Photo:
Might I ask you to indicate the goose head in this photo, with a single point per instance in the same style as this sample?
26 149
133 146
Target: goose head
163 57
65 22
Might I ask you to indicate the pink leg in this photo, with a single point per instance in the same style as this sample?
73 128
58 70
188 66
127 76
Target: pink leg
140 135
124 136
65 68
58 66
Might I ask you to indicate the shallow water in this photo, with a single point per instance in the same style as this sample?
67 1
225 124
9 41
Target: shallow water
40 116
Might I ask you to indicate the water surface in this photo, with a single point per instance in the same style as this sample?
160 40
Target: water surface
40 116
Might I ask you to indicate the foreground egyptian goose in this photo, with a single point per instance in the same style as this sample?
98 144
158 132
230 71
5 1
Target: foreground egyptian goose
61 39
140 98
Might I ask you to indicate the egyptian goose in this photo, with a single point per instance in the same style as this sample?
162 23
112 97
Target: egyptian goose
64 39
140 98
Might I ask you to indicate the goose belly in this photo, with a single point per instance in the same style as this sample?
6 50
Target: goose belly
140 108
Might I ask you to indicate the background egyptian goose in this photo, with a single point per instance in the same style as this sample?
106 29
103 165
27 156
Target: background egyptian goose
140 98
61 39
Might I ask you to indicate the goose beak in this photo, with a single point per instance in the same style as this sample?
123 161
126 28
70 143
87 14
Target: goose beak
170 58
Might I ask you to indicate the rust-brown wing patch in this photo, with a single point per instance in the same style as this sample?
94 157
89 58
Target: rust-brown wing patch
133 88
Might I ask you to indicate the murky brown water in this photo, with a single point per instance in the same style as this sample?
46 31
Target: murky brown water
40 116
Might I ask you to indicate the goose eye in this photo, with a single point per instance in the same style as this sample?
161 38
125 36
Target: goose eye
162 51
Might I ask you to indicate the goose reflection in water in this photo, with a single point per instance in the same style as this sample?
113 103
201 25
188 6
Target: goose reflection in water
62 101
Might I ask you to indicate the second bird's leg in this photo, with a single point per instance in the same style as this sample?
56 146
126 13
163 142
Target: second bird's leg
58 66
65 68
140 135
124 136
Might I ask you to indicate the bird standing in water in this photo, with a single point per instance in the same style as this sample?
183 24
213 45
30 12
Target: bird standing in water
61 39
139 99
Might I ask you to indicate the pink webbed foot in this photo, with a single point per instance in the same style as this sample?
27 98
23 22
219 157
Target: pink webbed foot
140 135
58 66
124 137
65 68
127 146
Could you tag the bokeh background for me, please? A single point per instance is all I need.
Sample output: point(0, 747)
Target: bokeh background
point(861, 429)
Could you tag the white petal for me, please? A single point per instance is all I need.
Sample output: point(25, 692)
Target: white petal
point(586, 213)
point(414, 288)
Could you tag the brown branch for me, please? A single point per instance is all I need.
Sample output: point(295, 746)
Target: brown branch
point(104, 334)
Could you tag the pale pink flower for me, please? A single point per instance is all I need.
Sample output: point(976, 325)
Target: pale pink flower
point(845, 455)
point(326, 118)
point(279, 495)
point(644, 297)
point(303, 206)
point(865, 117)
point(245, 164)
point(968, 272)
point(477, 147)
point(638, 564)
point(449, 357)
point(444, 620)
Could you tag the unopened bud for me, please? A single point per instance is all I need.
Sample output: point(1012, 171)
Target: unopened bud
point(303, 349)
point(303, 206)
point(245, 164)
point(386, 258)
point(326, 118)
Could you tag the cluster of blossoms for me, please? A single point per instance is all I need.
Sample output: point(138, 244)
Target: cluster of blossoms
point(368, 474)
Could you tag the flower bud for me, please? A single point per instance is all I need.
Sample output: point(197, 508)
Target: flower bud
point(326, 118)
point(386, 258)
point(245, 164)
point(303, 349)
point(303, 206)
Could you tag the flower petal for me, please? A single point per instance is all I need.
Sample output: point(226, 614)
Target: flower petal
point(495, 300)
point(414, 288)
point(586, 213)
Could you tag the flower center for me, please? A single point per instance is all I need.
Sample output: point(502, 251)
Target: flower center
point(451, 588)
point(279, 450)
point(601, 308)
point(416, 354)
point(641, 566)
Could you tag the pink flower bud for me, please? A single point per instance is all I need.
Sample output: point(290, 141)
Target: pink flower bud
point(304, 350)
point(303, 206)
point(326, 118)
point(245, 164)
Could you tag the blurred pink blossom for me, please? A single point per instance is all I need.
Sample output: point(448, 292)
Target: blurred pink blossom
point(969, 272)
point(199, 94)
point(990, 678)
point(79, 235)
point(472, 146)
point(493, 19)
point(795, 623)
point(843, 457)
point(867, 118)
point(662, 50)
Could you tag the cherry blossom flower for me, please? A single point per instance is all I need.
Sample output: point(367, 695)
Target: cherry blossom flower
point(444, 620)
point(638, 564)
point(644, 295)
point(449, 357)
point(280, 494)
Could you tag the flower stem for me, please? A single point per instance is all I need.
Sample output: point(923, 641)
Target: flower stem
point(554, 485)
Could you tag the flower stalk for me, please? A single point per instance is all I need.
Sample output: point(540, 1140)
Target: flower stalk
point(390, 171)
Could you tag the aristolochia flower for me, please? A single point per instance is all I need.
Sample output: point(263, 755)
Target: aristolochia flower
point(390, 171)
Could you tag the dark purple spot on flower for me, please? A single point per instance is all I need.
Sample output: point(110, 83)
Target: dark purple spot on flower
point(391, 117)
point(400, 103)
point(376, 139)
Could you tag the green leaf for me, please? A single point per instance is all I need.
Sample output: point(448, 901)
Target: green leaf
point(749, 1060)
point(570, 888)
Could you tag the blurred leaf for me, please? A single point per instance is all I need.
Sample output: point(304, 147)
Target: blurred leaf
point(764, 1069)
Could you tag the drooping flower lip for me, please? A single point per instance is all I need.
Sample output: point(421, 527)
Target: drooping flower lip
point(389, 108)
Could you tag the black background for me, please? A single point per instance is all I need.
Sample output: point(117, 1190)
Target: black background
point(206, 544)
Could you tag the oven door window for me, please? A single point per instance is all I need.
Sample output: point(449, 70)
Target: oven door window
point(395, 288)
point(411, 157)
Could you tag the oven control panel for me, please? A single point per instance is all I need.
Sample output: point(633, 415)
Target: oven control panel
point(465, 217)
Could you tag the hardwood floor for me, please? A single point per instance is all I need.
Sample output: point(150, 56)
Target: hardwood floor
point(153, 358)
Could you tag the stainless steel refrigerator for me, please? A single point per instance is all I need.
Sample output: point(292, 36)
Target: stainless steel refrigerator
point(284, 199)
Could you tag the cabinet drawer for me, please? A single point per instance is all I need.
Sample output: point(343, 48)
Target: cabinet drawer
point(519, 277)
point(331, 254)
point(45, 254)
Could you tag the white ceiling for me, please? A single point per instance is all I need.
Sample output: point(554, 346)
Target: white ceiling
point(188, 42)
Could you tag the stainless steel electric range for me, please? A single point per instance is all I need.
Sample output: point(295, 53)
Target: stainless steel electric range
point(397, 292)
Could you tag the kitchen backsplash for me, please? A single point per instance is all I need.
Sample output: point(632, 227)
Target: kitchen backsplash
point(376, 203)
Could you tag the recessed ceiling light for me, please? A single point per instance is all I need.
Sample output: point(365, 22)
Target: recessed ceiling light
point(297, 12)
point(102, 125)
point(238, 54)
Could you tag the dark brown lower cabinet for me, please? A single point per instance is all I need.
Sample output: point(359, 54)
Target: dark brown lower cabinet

### Activity
Copy out only the lines from the one containing "Target: kitchen backsplash" down to the last line of the material, keeping both ends.

### Result of this task
Target: kitchen backsplash
point(376, 203)
Could you tag the recessed ceiling light for me, please? A single point per instance is all I need.
Sample output: point(365, 22)
Target: recessed ceiling light
point(297, 12)
point(102, 125)
point(238, 54)
Could you tag the dark brown lower cabinet for me, please? A single point per instance is all I need.
Sample output: point(359, 54)
Target: dark brown lower cabinet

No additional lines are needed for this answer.